## Data records
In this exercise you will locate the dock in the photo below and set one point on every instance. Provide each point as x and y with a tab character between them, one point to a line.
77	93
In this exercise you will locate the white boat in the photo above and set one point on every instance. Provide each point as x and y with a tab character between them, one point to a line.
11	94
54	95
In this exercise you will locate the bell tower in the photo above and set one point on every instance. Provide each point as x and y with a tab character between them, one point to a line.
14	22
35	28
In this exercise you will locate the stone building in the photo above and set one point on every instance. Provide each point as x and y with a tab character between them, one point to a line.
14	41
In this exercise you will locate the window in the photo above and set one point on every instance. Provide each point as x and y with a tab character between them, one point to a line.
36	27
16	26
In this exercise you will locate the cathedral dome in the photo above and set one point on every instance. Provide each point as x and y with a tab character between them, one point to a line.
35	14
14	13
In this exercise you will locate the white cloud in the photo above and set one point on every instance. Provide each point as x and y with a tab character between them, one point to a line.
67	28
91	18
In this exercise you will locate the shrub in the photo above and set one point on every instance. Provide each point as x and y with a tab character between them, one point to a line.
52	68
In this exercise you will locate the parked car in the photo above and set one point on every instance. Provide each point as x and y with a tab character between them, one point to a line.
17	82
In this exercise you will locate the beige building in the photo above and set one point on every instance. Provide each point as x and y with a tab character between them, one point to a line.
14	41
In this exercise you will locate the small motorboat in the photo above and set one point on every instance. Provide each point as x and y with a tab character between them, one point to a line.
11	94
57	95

...

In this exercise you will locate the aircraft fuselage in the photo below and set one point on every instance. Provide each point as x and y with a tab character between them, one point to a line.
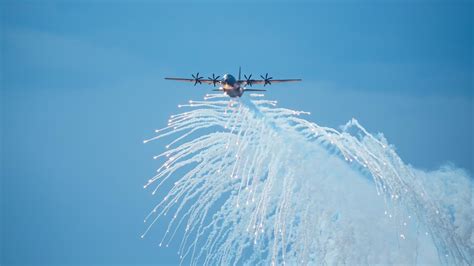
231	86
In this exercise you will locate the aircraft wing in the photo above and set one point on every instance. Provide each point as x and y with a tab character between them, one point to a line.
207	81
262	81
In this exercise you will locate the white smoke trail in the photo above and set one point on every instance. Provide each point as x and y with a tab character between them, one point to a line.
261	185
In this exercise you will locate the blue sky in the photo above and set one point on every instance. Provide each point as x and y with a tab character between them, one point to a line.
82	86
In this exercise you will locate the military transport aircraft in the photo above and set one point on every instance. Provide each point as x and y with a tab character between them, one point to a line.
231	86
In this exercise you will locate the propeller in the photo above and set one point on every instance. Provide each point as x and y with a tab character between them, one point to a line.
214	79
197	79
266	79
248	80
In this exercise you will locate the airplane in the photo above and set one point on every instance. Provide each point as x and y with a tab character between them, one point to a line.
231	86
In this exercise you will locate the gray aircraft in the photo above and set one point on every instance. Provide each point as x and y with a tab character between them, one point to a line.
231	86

## Written instruction
Find each line in the records above that contains the string "below" and copy those lines in full. Case counts.

## The completed task
In this exercise you will locate the dock in the photo below and set one point on every instance. Provide each point as x and y with a tab character between them, one point to a line.
In this exercise you will locate the aircraft fuselage in the photo below and set one point on every instance. Provide each point as x and y with a tab character between them, one point to a line.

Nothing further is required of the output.